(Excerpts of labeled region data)
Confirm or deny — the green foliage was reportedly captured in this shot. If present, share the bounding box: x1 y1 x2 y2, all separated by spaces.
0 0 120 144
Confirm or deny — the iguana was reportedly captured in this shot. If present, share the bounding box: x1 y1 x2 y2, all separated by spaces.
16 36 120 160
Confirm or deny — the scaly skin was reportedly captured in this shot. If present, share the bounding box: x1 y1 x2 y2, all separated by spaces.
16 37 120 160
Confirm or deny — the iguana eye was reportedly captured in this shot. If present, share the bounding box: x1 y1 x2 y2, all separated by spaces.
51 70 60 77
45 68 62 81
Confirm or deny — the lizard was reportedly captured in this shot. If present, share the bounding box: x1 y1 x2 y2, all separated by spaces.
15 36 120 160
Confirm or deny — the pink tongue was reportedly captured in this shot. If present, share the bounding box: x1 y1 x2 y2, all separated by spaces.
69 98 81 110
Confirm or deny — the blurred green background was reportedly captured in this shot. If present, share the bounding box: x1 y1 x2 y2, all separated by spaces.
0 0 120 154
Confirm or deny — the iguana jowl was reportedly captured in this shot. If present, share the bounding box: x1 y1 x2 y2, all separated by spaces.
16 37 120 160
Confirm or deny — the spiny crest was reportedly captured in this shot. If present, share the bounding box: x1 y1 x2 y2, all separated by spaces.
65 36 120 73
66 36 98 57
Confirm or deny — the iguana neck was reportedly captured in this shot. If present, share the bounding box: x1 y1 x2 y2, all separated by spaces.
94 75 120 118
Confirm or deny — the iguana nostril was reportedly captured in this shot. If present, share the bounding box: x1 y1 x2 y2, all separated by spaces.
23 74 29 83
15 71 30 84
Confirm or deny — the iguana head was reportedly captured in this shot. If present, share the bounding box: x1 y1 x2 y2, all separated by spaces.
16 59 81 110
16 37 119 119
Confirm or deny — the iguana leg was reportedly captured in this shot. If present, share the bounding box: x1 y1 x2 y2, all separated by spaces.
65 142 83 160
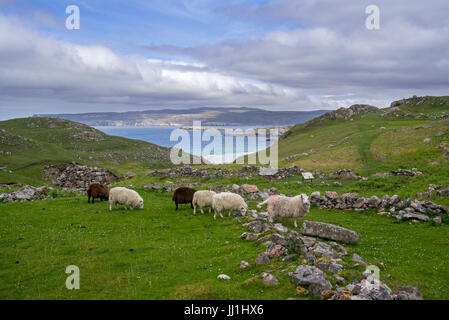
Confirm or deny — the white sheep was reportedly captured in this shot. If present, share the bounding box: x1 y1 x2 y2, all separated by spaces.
212 192 248 219
192 190 217 215
257 193 310 228
109 187 143 210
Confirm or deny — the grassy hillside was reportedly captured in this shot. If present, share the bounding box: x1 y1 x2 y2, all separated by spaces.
0 118 169 184
278 97 449 175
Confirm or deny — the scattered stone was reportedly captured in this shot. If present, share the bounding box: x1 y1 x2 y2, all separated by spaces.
248 220 262 233
289 266 332 295
268 244 285 258
273 223 288 233
315 257 343 273
393 286 422 300
296 286 309 296
282 253 299 262
301 220 358 244
256 252 270 266
44 163 119 191
240 232 259 241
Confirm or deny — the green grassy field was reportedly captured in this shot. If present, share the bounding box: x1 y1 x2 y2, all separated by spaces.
0 174 449 299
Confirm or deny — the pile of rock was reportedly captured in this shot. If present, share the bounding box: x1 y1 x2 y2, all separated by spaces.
44 163 119 190
148 166 234 178
310 191 449 222
0 185 53 202
316 104 378 120
235 210 422 300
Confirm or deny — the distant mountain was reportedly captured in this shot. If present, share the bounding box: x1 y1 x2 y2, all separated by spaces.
33 108 326 126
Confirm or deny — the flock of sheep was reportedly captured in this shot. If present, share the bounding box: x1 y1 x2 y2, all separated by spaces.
87 183 310 227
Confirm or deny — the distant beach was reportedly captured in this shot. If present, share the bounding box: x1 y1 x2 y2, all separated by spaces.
95 126 276 164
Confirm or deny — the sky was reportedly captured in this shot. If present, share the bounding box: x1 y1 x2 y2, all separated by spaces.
0 0 449 119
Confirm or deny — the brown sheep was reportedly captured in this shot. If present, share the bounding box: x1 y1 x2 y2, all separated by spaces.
87 182 109 203
172 187 196 210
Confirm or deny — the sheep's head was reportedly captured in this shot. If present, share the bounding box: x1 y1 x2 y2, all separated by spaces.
301 193 310 212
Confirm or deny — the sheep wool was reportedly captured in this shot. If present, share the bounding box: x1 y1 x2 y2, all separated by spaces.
109 187 143 210
192 190 217 215
212 192 248 219
258 193 310 228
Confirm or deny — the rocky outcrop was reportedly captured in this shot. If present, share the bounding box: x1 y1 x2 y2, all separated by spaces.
329 169 362 180
148 166 305 179
289 266 332 296
0 185 53 202
301 220 358 244
44 163 119 190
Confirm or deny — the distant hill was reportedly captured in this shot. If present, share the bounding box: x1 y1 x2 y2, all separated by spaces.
0 118 178 184
33 108 326 126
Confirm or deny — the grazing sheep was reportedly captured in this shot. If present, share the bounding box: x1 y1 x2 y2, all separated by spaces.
172 187 196 210
258 193 310 228
87 182 109 203
109 187 143 210
192 190 217 215
212 192 248 219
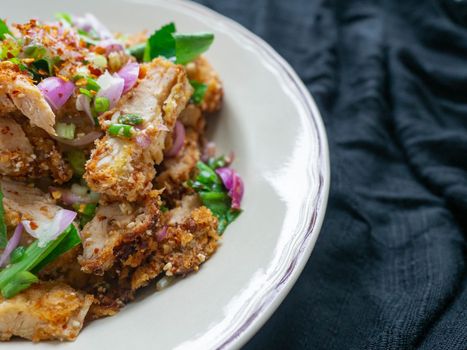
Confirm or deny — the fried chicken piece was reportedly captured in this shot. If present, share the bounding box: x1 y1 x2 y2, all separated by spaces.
23 123 73 184
155 128 200 205
84 58 193 201
0 118 36 176
78 191 160 275
0 61 56 135
0 282 93 341
0 178 61 227
131 202 219 291
186 56 224 113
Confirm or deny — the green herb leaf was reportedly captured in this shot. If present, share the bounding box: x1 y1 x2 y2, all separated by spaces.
55 123 76 140
10 245 26 264
0 187 8 249
107 124 136 138
143 23 176 62
187 162 241 234
173 33 214 64
94 97 110 113
190 80 208 105
0 19 12 40
67 150 86 176
2 271 39 299
31 224 81 273
126 43 146 62
0 225 79 297
55 12 73 25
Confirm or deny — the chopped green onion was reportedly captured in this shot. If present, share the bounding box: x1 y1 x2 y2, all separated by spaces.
143 23 176 62
73 203 97 228
10 245 26 264
0 19 12 40
0 187 8 249
118 113 143 125
89 55 107 68
190 80 208 105
107 124 136 138
55 12 73 25
2 271 39 299
172 33 214 64
86 78 101 92
0 225 81 297
55 123 76 140
31 224 81 273
67 150 86 176
94 97 110 113
79 88 93 98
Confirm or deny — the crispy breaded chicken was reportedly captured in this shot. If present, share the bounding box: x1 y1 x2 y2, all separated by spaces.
22 123 73 184
0 117 36 176
155 128 200 203
78 191 160 275
0 282 93 341
186 56 224 113
84 58 193 201
0 61 56 135
0 178 61 227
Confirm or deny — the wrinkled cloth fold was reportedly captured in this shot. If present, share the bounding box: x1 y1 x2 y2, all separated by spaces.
199 0 467 350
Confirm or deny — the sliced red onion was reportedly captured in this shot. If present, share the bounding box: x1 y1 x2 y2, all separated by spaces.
0 223 23 267
50 131 104 148
157 124 170 131
73 13 113 39
135 131 151 148
117 62 139 93
216 168 245 209
37 77 75 110
21 209 76 247
97 39 125 55
96 71 125 108
156 226 167 242
165 121 185 157
76 94 96 125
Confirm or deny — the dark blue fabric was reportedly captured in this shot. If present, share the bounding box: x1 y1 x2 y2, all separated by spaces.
194 0 467 350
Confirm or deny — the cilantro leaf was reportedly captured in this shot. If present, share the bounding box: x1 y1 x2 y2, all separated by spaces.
0 19 12 40
172 33 214 64
187 162 241 234
190 80 208 105
143 22 176 62
141 23 214 64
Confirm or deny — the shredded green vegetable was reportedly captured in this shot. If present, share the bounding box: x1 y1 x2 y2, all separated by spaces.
190 80 208 105
94 97 110 113
107 124 136 138
118 113 143 125
0 187 8 249
187 162 241 234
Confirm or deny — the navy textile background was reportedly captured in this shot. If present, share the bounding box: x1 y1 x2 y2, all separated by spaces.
195 0 467 350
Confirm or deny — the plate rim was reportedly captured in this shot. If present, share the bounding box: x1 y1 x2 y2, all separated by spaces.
164 0 331 349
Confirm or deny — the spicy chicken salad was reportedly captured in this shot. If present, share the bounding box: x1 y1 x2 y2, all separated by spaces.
0 13 244 341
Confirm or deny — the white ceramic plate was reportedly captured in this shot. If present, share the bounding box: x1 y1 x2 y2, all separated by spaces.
5 0 330 350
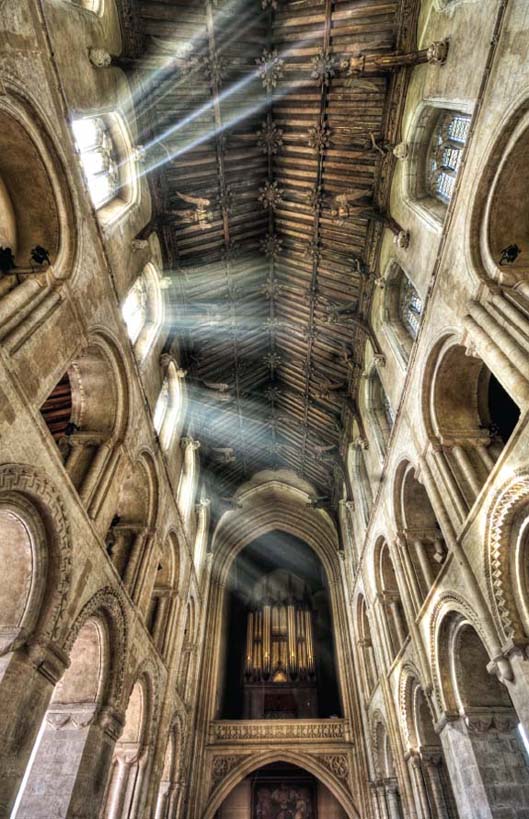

▸ **Challenge**: Render the lines from the one containing "Confirm or deny — the cilantro" through the end of the items as a Markdown table with the columns Row and Item line. Omit blank lines and leave out the pictures.

▸ **Result of this exercise**:
| Row | Item line |
|---|---|
| 1 | Confirm or deny — the cilantro leaf was reportedly captured in this shot. If present, share the bounding box: x1 y1 x2 y2, all separated by spaces. |
| 2 | 0 19 12 40 |
| 3 | 172 33 214 64 |
| 4 | 187 162 241 234 |
| 5 | 190 80 208 105 |
| 6 | 143 22 176 62 |
| 7 | 141 23 214 64 |
| 8 | Confirm or deny — the shredded green vegetable was reportedly captured in this shot. If present, share the bounding box: x1 y1 x2 y2, all separated by spaces. |
| 9 | 190 80 208 105 |
| 10 | 94 97 110 113 |
| 11 | 107 124 136 138 |
| 12 | 118 113 143 125 |
| 13 | 0 187 8 249 |
| 14 | 187 162 241 234 |
| 15 | Confirm or deny — the navy textile background was reportedly captured in this shot. If present, share the bounding box: x1 y1 x2 y2, all separated by spaces. |
| 16 | 195 0 467 350 |
| 17 | Confirm or deny — the plate rim was reportedly captured in this shot. If present, share the bounding box: x1 y1 x2 y2, all separated by spaces. |
| 18 | 164 0 331 349 |
| 19 | Confirm or deny — the spicy chicken salad was reportedly captured in this shot. If present, share the bounding box: x1 y1 x2 y2, all separated by spaces. |
| 20 | 0 13 244 341 |
| 21 | Confirm or deny — the white ceramic plate was reportedly captured in this shot. If present, share the bounding box: x1 y1 x2 y2, all separated by spaces. |
| 22 | 5 0 330 350 |